| SOURCE DOCUMENT |
------------------------------------------------------------

21. TE Gerald Christian, Louisville (from Florida)
Another weapon for Teddy Bridgewater? That’s what Louisville offensive coordinator Shawn Watson hopes to see out of Christian in 2013. In two years with the Gators, he only caught four passes for 72 yards and one score. However, the Florida native ranked as a four-star prospect by Rivals and played in the 2010 U.S. Army All-American Bowl. Look for the 6-foot-3 junior to be another valuable receiving threat for the Cardinals in 2013.

22. DE Shawn Oakman, Baylor (from Penn State)
Baylor’s defense made progress in the final weeks of 2012, and with seven starters back, the Bears should continue that momentum into 2013. Chris McAllister and Terrance Lloyd form a solid duo at end, but Oakman will push for snaps. The Pennsylvania native did not play a down at Penn State but was regarded as a top-200 recruit coming out of high school. Oakman also has the necessary size (6-foot-9, 270 pounds) to be a disruptive force for Baylor’s defense.

23. RB Aaron Green, TCU (from Nebraska)
The Horned Frogs need to find a spark for their rushing attack, which ranked eighth in the Big 12 last year. An injury to Waymon James prevented the ground game from getting on track, but the offense also needs more help from the line. Green’s arrival should bolster the rushing attack, as he ranked as one of the top-10 running backs in the nation coming out of high school. In one year with Nebraska, Green rushed for 105 yards and two scores. He may not rush for 700 yards this year, but TCU will be counting on the sophomore to be a key cog in the backfield rotation.

------------------------------------------------------------

| RECORD SET |
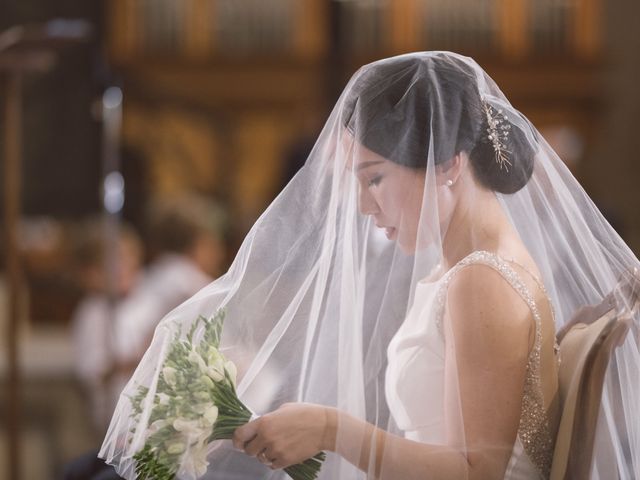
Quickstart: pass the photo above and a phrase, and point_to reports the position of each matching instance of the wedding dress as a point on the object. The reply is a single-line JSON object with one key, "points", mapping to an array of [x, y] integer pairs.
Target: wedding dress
{"points": [[415, 374], [422, 162]]}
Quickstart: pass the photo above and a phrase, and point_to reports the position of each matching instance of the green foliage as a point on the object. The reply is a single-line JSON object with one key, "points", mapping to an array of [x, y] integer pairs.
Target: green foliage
{"points": [[193, 379], [149, 467]]}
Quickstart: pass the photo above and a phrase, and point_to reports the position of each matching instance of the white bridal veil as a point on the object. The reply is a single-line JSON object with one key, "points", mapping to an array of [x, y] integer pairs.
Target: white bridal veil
{"points": [[327, 276]]}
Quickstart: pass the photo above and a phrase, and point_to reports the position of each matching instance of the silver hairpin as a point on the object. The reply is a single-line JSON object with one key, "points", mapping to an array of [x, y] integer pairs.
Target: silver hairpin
{"points": [[498, 133]]}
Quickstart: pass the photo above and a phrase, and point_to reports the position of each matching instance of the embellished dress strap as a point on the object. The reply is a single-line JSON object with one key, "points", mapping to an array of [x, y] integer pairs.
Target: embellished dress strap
{"points": [[534, 429]]}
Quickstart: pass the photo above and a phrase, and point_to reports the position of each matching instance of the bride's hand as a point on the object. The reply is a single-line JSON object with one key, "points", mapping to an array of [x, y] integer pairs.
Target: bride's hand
{"points": [[289, 435]]}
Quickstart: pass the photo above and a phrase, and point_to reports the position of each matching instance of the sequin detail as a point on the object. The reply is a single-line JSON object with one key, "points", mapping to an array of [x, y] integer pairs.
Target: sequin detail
{"points": [[534, 428]]}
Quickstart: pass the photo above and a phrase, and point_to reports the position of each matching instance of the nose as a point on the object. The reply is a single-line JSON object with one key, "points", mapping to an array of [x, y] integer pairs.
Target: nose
{"points": [[367, 204]]}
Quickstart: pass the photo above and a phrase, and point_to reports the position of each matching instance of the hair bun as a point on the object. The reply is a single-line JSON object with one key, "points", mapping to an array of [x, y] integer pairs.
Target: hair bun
{"points": [[503, 164]]}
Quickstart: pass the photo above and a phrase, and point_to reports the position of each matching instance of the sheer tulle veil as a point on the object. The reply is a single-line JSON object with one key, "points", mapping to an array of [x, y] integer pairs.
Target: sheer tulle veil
{"points": [[322, 282]]}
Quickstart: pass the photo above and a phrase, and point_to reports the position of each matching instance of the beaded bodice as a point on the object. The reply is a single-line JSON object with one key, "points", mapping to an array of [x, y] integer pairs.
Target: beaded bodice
{"points": [[534, 431]]}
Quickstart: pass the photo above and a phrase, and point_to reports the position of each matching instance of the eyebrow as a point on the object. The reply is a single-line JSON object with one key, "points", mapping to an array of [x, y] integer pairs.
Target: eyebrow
{"points": [[367, 164]]}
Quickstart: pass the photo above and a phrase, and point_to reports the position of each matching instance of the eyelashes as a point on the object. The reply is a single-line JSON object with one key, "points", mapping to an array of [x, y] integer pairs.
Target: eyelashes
{"points": [[374, 181]]}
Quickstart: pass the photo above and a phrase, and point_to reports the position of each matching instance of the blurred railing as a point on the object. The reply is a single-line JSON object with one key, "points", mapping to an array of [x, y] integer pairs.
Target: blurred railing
{"points": [[500, 28], [202, 29], [205, 29]]}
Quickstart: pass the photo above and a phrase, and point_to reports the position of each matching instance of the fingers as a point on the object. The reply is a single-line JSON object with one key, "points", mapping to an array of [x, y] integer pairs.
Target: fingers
{"points": [[245, 434]]}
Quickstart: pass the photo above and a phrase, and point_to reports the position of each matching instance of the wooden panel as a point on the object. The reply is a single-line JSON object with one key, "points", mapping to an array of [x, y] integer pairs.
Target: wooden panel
{"points": [[123, 29], [587, 31], [199, 36], [512, 28], [403, 25], [311, 28]]}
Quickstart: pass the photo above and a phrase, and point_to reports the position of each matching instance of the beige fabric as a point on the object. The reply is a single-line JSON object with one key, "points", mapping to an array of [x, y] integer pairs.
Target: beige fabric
{"points": [[585, 350]]}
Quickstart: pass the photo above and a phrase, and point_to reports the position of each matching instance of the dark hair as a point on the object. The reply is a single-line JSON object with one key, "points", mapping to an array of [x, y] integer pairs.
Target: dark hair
{"points": [[396, 105], [174, 224]]}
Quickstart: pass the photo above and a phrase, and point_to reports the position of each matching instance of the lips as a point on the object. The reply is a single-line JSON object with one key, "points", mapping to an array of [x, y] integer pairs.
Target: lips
{"points": [[390, 232]]}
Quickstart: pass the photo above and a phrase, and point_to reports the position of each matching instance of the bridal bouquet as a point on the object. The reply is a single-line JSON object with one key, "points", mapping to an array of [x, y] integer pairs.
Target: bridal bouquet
{"points": [[195, 403]]}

------------------------------------------------------------

| BRIEF 1 |
According to the football transfer rankings, why should Aaron Green's arrival bolster TCU's rushing attack? Answer in one to three sentences.
| BRIEF 2 |
List every line of the entries that contains the string "lips", treating case as significant.

| RESULT 1 |
Green ranked as one of the top-10 running backs in the nation coming out of high school. That is why his arrival is expected to boost TCU's rushing attack, which ranked eighth in the Big 12 last year.

| RESULT 2 |
Quickstart: pass the photo above and a phrase, and point_to reports the position of each matching instance of the lips as a point on the object. The reply is a single-line JSON object with one key, "points", mapping to an array of [x, y] integer pairs.
Target: lips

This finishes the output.